All lines from the line containing "Target: wooden fence" up to and including the last line of the entries must be written out exactly, with no others.

(Point-per-instance localization data)
------------------------
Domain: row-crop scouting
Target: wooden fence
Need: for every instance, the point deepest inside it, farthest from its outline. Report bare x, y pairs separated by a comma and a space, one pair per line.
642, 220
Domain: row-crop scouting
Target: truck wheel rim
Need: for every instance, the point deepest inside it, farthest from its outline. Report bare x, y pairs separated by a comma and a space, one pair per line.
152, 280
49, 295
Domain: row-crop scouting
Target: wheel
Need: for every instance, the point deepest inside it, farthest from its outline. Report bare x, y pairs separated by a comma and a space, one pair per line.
------------------------
Answer to the exercise:
Target: wooden fence
Need: for every instance, the point deepest inside it, farthest from its outline. Report bare x, y pairs separated by a comma and a space, one pair per line.
642, 220
Domain: row-crop scouting
Target: truck wheel rim
Need: for every instance, the point deepest inside it, farthest from its outline. Report bare x, y pairs separated by a comma and a space, one pair per line.
152, 280
49, 295
Domain: row-crop scouting
Target: wheel
Need: for every instance, the point deepest inside it, farthest from its outline. Report bare x, y pairs separated by a comma and a space, one pair per line.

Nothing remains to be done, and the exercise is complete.